Work required » Exactly as written, transcribe each line of the listing.

▬▬▬▬▬▬▬▬▬▬

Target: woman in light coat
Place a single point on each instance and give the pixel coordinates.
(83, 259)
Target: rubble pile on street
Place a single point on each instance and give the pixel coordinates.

▬▬▬▬▬▬▬▬▬▬

Expected output »
Target: woman in light coat
Place a single point on each instance and give the pixel coordinates.
(83, 259)
Target: rubble pile on street
Place a single point on each instance and give the pixel coordinates.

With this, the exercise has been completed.